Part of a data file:
☆ ☆ ☆ ☆ ☆ ☆ ☆

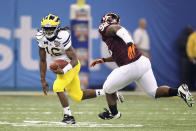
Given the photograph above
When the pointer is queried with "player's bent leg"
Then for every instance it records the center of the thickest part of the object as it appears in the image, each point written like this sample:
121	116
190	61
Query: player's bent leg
67	118
148	83
74	89
63	99
113	113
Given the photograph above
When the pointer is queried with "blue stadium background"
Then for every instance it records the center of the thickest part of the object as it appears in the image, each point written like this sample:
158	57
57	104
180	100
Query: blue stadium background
165	21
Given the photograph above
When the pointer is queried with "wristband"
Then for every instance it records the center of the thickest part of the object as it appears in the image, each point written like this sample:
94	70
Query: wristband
124	35
67	68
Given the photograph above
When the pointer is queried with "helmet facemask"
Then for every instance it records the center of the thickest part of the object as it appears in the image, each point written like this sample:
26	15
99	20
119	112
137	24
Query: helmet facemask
50	25
50	32
111	18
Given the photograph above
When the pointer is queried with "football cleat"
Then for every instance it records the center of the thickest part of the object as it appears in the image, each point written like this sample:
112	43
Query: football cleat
184	93
120	97
107	115
68	119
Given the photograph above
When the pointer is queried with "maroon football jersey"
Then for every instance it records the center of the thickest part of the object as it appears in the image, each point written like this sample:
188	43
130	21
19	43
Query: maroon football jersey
118	47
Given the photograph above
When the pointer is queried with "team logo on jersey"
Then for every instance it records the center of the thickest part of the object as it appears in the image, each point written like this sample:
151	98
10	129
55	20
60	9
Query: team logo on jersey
56	43
45	42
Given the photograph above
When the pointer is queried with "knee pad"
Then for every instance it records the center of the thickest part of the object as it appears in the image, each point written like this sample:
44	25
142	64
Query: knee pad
76	98
57	86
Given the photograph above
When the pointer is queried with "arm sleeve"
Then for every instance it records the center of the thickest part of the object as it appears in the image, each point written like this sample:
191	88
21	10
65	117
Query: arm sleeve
39	37
65	39
124	35
136	37
189	48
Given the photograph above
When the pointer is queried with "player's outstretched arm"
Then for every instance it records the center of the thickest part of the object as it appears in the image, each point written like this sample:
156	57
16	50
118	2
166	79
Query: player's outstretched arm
74	61
99	61
43	68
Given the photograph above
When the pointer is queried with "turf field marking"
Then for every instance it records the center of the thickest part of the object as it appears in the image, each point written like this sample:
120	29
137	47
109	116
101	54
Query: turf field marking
60	124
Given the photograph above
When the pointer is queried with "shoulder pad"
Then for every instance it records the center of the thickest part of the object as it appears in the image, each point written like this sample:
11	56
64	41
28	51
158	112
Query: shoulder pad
39	35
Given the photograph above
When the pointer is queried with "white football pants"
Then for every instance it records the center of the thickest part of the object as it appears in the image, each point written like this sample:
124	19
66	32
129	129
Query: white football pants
139	71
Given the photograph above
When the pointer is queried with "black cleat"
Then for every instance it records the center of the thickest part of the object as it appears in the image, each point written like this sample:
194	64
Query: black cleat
184	93
106	115
68	119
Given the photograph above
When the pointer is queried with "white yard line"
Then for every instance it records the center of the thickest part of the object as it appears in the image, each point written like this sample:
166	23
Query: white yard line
60	124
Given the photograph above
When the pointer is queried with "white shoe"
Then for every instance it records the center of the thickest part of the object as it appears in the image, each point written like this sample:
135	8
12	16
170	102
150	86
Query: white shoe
107	115
184	93
120	97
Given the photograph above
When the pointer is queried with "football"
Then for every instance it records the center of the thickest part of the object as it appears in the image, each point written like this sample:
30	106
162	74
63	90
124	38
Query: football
61	63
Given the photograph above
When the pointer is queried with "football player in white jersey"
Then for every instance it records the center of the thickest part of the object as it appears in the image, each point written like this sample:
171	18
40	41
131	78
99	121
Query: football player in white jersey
56	42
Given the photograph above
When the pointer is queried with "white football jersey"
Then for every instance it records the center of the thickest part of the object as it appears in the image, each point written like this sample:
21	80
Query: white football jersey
57	47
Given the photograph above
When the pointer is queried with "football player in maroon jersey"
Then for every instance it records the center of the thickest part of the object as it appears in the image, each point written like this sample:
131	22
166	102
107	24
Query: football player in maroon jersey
132	66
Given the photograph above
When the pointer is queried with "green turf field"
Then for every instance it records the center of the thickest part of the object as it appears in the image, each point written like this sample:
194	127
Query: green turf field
139	112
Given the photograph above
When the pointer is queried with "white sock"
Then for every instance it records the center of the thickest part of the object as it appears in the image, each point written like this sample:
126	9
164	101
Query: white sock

☆ ☆ ☆ ☆ ☆ ☆ ☆

- **Given problem**: The records above must be printed exactly; the pictures stay out.

- **Output**:
Given the photograph above
When the pointer is queried with "player's bent leg"
Then for every instance it records the center of the thickest part of the object as it appears in the image, each point written like this sample:
121	116
190	61
Query: player's bent leg
67	118
148	83
74	89
63	99
113	113
Given the photograph above
When the pointer is queried with "blue stadium background"
Then for every instance it records the center of the thickest part of the object as it appears in the image, each point written like this sample:
158	57
57	104
180	100
Query: blue stadium background
165	21
Given the photograph above
When the pointer is queried with "wristband"
Then for every instance it records the center of the thickest part of the object as it appears in the image, each point written like this sample:
94	70
Query: wristband
124	35
67	68
Given the photograph above
When the pointer is queried with "helmet facemask"
Then for every instance it records the center of the thickest part of the object as it appears in the image, each point written like this sample:
26	15
99	20
119	112
137	24
Query: helmet facemask
50	25
50	32
111	18
Given the photograph above
When the pointer is queried with "football cleat"
Then for every instance it records the center of the thickest part of the object as it appears in the image, each point written like this sample:
112	43
Query: football cleat
184	93
120	97
107	115
68	119
Given the photograph above
When the pointer is queried with "maroon football jersey"
Then for every instance it records the center of the thickest part of the object as it appears in the image, each point written like this sample:
188	43
130	21
19	43
Query: maroon football jersey
118	47
Given the photograph above
When the pointer is queried with "team logo on jersey"
Then for every instance it records the center of the thickest part of the object as it appears in the image, each point written like this sample:
151	98
10	129
55	20
60	9
Query: team logo on jersey
56	43
45	42
Given the photograph above
When the pointer is queried with "knee pad"
Then for every instance it records the center of the thickest part of the object as it appears in the image, each point written like this sample:
44	25
142	64
Query: knee pad
76	98
57	86
Given the photograph above
When the pointer is queried with "arm sleeve"
Then for every instance it records the center of the thickest part of the object as it appears in the image, each point written like this sample:
191	88
21	10
65	117
Query: arm sleeve
39	37
65	39
124	35
136	37
189	48
Given the photograph above
When the pointer is queried with "player's outstretched arm"
Then for every instance it records the center of the thickest part of the object as it appears in the image, each point written like this sample:
156	57
16	50
118	2
166	79
Query: player's outstretched arm
74	61
99	61
43	68
Given the photograph above
When the pointer is queried with "turf field marking"
Then for every instance it records the center of the thickest part of the object as it appears in the image, each point written like this sample:
120	29
137	47
109	116
101	54
Query: turf field marking
60	124
Given the photograph above
When the pointer is queried with "shoulder pad"
Then for every instance it records the center of the thickest part of the object as it appears in the image, each point written like this sample:
11	56
64	41
28	51
158	112
Query: shoulder pad
39	35
Given the photograph above
When the pointer is queried with "white football pants"
Then for every instance it records the center of the thickest part of the object as it appears in the image, each point written like this sample:
124	19
66	32
129	129
Query: white football pants
139	71
Given the photograph above
When the pointer is queried with "black cleat"
Then for every instance it records the center of the thickest part of the object as it appears in the image, each point written like this sample:
194	64
Query: black cleat
184	93
106	115
68	119
Given the photograph above
When the pointer is queried with "white yard line"
Then for every instance it records the center of the thickest part of the object as it appears in the image, each point written like this sample:
166	23
Query: white yard line
60	124
Given the photograph above
When the pointer is queried with "white shoe"
Then for every instance it records the center of the thickest part of the object as it appears in the image, each point written like this sample:
135	8
12	16
170	102
150	86
Query: white shoe
107	115
184	93
120	97
Given the photograph above
When the pointer is queried with "football"
Then for every instance it records the center of the thickest part of the object as it appears in the image, each point written like this sample:
30	106
162	74
63	90
124	38
Query: football
61	63
Given the photograph above
When the pointer is queried with "football player in white jersey"
Then for every instance it records the center of the thickest part of the object as it appears in the image, each point written like this sample:
171	18
40	41
131	78
99	121
Query: football player in white jersey
56	42
Given the photograph above
When the pointer is queried with "white football jersey"
Then for every instance it records the center of the thickest part of the object as it appears in the image, each point written like this sample:
21	80
Query: white football jersey
57	47
Given the photograph above
When the pointer is queried with "football player in maroon jersey"
Then for every instance it records the center of the thickest part of the object as it appears in the image, each point written like this sample:
131	22
166	102
107	24
Query: football player in maroon jersey
132	66
Given the photograph above
When the pointer is queried with "green turf field"
Then for every instance it records the center of the thickest part of the object as it appears in the image, each point written like this sample:
194	127
Query: green turf field
139	112
Given the photograph above
When the pointer is queried with "white sock"
Then for every instance it records the center of the thickest part of the object as it appears in the image, each point written like this sample:
126	9
164	101
Query: white sock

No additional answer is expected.